WHAT IS ASKED
Pick out and copy each line in the raw records below that contains the string "foliage".

Raw records:

= = = = =

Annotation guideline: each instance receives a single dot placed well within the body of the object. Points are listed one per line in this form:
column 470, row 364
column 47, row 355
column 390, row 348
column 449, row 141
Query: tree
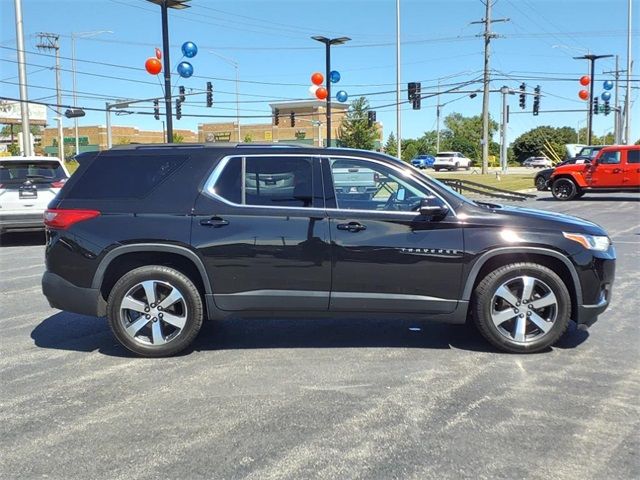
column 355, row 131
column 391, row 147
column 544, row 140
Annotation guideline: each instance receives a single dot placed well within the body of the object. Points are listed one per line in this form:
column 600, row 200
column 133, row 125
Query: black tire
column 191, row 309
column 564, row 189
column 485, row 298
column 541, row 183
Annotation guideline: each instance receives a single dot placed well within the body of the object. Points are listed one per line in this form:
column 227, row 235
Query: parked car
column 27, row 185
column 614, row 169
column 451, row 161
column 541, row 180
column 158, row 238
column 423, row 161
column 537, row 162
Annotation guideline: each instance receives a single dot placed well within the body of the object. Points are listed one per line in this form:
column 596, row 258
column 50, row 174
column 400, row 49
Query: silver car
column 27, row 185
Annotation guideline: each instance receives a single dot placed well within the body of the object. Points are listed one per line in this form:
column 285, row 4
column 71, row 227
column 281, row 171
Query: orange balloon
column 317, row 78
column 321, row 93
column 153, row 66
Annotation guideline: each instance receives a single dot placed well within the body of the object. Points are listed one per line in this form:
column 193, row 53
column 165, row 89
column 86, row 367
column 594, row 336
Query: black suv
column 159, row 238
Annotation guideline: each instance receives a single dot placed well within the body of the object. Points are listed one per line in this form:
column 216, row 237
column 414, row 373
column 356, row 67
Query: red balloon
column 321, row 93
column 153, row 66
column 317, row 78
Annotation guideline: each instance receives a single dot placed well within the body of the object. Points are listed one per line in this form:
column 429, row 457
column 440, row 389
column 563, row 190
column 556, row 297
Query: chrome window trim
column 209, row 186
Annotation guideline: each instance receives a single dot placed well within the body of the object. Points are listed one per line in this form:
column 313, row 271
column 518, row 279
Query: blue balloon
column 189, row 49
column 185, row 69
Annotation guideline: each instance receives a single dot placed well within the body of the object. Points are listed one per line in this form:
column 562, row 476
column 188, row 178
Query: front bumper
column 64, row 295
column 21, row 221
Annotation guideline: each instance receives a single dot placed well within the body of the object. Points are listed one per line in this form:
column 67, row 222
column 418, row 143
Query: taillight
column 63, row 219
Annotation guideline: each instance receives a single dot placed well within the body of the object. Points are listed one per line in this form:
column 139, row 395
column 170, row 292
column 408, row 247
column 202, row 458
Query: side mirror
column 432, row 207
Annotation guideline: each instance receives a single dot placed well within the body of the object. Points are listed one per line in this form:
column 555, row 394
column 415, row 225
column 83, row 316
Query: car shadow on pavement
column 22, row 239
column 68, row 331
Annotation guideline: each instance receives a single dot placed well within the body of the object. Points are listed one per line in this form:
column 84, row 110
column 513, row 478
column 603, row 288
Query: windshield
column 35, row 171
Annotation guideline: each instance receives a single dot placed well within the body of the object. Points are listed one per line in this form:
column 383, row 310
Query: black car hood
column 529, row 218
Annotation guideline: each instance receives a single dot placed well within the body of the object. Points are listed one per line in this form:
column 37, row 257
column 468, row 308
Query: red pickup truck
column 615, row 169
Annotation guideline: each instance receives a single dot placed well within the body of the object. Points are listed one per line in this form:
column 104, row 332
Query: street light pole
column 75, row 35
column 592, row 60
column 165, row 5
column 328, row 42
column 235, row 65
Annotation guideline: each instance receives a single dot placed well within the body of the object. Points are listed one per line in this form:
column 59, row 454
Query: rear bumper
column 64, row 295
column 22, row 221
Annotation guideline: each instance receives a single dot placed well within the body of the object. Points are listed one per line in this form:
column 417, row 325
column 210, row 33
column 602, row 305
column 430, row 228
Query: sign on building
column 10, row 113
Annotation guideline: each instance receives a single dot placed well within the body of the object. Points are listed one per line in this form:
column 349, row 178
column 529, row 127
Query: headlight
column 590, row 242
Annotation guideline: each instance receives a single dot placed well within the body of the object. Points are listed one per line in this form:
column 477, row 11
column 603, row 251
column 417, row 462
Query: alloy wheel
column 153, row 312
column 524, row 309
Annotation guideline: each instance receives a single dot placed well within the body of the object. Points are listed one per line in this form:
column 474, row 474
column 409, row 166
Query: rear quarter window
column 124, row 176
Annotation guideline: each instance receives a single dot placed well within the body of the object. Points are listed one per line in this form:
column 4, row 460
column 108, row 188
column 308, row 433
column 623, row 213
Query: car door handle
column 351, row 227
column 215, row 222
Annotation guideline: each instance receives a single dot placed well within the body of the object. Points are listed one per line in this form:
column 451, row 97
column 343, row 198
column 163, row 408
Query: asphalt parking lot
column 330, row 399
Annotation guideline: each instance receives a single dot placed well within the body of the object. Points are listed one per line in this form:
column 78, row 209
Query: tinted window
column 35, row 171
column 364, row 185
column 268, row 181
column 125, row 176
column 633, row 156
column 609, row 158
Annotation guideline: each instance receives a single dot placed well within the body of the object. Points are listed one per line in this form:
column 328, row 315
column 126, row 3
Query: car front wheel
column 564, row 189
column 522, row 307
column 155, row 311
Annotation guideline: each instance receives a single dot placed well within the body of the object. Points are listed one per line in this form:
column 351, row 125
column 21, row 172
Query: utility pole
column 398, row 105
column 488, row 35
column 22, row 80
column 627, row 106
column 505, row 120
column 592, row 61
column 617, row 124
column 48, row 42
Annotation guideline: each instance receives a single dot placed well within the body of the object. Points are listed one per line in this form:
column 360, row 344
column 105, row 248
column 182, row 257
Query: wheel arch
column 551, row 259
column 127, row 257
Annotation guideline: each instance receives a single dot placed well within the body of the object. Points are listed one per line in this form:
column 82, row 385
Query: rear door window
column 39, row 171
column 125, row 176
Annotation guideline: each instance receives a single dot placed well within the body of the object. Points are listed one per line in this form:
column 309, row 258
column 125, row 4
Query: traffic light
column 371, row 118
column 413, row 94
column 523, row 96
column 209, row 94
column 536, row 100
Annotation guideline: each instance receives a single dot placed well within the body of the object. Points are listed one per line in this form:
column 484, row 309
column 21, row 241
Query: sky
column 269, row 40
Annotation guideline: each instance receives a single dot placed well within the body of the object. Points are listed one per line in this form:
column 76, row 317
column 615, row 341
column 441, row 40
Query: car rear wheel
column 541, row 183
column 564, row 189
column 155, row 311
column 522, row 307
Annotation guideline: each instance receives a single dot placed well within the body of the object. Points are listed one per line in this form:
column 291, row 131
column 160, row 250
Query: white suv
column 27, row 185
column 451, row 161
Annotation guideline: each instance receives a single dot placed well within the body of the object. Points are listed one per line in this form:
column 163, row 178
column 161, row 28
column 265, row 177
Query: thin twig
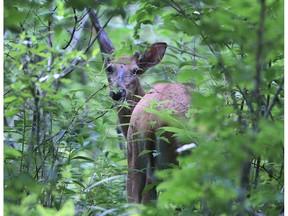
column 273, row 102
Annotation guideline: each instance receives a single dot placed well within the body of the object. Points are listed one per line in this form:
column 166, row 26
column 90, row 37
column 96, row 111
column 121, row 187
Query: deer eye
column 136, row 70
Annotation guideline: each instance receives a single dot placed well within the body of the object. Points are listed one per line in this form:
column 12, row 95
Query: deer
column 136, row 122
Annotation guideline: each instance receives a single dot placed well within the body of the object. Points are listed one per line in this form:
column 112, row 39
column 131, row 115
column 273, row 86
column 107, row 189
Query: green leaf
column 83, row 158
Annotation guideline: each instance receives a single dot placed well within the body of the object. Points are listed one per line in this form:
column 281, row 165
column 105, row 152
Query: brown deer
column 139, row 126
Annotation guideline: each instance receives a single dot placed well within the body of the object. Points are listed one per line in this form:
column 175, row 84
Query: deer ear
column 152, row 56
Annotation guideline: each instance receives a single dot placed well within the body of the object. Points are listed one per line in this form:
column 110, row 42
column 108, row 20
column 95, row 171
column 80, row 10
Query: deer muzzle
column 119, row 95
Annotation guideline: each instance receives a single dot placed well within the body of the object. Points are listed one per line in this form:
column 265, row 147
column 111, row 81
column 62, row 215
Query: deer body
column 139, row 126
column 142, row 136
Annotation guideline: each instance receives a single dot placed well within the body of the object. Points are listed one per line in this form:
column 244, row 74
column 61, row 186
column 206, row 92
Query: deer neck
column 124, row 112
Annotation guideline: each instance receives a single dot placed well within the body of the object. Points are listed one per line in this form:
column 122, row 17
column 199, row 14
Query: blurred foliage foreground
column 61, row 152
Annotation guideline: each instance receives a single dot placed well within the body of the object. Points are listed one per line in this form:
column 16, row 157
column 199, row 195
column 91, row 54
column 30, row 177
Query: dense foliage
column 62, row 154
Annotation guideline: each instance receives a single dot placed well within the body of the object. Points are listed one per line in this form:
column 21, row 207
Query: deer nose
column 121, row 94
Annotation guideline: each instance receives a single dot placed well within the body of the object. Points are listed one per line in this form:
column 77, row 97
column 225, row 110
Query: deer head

= = = = =

FINISHED ANSWER
Query: blurred foliage foreground
Query: dense foliage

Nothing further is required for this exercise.